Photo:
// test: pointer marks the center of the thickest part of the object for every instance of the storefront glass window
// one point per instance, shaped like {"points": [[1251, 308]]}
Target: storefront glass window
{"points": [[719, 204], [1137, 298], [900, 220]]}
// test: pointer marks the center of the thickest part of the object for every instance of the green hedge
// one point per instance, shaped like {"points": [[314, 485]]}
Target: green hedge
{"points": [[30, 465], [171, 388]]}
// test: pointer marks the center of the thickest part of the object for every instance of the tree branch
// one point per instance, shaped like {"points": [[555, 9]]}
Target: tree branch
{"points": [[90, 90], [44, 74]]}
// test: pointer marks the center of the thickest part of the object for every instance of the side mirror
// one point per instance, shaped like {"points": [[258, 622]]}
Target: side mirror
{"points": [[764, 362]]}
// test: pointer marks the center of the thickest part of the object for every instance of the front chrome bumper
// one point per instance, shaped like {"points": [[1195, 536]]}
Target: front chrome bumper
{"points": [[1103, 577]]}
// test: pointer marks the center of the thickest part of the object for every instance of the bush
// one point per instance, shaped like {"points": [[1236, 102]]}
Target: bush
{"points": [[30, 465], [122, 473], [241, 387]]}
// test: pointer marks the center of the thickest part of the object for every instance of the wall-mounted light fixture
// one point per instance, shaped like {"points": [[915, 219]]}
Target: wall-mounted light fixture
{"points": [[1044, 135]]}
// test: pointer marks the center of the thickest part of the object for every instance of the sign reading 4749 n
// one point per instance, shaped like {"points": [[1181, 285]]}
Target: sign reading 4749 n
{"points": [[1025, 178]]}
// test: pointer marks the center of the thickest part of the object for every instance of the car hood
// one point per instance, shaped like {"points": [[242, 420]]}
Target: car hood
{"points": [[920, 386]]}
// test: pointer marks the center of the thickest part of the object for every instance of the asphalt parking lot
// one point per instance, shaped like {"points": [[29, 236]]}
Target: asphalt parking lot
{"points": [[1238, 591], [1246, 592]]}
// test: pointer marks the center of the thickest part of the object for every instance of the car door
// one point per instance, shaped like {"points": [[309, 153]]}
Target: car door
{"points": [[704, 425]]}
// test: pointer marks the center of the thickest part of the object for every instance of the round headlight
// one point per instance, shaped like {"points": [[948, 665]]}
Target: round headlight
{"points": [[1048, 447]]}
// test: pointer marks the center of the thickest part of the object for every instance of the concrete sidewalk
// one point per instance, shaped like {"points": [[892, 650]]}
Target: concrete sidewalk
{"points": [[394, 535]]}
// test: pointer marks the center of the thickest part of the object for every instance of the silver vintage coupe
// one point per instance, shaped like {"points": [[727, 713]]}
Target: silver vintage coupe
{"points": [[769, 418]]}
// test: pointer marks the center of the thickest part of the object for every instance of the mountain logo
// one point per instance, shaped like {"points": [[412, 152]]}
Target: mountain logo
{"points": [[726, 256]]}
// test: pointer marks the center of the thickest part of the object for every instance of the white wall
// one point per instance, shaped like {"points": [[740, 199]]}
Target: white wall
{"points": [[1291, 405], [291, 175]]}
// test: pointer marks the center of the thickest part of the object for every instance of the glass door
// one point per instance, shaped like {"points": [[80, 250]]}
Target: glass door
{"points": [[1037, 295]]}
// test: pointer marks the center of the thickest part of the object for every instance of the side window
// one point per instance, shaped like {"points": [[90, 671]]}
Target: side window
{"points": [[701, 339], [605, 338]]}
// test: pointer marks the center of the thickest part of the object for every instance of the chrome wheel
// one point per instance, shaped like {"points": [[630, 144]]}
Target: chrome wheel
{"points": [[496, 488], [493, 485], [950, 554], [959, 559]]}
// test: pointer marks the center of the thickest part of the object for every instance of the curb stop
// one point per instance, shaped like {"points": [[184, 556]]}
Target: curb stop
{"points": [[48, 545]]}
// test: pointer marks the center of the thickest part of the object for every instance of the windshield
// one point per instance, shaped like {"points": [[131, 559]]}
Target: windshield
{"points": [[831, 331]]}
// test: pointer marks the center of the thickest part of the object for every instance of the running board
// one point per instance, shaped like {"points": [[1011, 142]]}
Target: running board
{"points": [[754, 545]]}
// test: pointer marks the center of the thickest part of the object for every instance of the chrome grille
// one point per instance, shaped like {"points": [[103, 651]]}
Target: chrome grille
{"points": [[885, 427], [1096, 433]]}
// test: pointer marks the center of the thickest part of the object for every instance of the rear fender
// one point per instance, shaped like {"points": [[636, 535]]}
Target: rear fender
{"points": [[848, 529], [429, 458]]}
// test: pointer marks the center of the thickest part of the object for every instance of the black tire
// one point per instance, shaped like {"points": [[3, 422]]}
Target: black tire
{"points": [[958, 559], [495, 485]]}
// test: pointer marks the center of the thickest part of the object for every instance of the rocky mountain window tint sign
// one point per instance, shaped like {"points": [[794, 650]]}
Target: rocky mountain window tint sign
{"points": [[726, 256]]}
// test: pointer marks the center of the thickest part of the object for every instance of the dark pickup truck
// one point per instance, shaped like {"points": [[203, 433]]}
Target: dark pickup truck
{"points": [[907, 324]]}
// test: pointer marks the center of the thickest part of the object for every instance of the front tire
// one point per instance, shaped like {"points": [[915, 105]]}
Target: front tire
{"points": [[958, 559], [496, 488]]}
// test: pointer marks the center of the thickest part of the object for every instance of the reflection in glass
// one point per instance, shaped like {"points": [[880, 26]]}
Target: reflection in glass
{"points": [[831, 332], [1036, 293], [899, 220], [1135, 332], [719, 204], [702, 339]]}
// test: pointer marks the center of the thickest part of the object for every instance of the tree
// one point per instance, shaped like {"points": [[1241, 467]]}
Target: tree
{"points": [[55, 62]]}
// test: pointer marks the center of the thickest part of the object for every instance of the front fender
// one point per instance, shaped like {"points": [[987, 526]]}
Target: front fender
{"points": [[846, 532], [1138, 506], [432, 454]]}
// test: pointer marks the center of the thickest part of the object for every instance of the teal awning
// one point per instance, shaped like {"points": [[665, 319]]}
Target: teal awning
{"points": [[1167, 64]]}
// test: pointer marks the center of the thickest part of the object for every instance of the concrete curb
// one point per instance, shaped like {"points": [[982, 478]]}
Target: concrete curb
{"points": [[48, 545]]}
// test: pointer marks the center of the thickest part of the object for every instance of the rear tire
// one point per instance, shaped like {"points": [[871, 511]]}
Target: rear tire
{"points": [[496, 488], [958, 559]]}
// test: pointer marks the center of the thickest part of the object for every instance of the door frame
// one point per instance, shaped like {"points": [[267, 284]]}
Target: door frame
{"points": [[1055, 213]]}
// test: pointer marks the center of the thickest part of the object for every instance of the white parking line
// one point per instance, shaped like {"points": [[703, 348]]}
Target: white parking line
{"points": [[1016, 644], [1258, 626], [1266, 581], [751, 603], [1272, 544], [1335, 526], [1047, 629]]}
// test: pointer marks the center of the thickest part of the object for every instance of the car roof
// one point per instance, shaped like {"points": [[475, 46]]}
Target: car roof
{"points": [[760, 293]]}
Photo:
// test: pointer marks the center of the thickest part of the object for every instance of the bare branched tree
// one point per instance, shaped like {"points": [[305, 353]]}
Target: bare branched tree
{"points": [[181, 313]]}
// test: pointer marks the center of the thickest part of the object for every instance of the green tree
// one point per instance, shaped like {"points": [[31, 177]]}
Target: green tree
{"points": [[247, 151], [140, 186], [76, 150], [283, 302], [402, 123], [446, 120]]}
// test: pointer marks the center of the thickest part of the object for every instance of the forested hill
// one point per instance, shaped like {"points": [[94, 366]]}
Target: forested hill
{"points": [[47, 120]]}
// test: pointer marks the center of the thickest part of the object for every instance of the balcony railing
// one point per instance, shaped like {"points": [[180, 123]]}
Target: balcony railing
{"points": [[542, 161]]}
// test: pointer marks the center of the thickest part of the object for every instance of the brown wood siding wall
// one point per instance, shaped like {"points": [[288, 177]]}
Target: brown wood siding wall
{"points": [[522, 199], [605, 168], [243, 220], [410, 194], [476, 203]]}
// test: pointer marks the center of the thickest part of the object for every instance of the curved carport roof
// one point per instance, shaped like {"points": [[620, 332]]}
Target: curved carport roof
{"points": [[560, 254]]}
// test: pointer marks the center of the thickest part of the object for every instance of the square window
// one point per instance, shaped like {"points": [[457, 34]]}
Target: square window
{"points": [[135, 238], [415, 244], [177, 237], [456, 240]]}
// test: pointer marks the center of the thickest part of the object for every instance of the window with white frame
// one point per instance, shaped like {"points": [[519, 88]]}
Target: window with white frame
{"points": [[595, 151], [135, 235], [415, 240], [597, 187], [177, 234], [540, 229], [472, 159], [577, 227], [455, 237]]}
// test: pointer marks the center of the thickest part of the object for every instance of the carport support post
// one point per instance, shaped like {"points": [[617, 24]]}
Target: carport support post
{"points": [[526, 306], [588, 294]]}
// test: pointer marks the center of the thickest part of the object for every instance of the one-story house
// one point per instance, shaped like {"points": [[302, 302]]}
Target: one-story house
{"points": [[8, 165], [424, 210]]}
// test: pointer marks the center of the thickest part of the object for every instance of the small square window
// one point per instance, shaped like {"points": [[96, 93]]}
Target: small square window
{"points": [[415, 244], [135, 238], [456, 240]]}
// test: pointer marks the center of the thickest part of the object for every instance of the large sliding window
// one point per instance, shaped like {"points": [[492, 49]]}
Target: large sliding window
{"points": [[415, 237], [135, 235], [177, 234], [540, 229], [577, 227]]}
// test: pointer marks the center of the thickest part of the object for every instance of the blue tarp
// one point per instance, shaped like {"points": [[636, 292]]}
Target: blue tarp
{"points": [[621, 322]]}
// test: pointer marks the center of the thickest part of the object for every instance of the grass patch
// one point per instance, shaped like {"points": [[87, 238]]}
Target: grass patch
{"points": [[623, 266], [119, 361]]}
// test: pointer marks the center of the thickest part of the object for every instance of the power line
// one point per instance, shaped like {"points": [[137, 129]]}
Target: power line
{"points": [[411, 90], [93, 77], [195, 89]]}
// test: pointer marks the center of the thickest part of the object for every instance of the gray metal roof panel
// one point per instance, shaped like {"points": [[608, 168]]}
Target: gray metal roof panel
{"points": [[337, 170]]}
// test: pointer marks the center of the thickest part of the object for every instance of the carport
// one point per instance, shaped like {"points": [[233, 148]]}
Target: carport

#### WRITTEN INSTRUCTION
Take the line with "the small square window" and all lines after it to the last line, and reproduce them exactly.

#### EXERCISE OUTPUT
// test: pointer marks the center of the thickest part of the object for every instance of the small square window
// one point per instance, shaped like {"points": [[96, 93]]}
Target: small square window
{"points": [[415, 244], [135, 238], [456, 240]]}
// test: pointer marks the center of the thickest part of the object for every instance of the large sliding window
// one point per instance, shaped like {"points": [[492, 49]]}
Target: large sliding window
{"points": [[415, 237], [135, 235], [177, 234], [540, 229], [577, 227]]}
// test: pointer marks the center of the thickest part of the object for every instance of the blue tarp
// one point per instance, shaped like {"points": [[636, 292]]}
Target: blue tarp
{"points": [[621, 322]]}
// test: pointer marks the center of the thickest part of the object for every instance of the grass patch
// one point per instance, shaped like {"points": [[87, 238]]}
Target: grass patch
{"points": [[623, 266], [119, 361]]}
// test: pointer marks the center of the thickest part of the object for every instance of the power line
// one point per instance, shaped like {"points": [[137, 129]]}
Target: power line
{"points": [[411, 90], [93, 77], [195, 89]]}
// test: pointer marks the center of the thickest part of the object for every instance of the gray metal roof panel
// one point per instance, shaped like {"points": [[608, 168]]}
Target: gray metal roof panel
{"points": [[337, 170]]}
// test: pointer marks the center of the thickest part of the object for every instance of the carport
// one point per instance, shaped like {"points": [[233, 148]]}
Target: carport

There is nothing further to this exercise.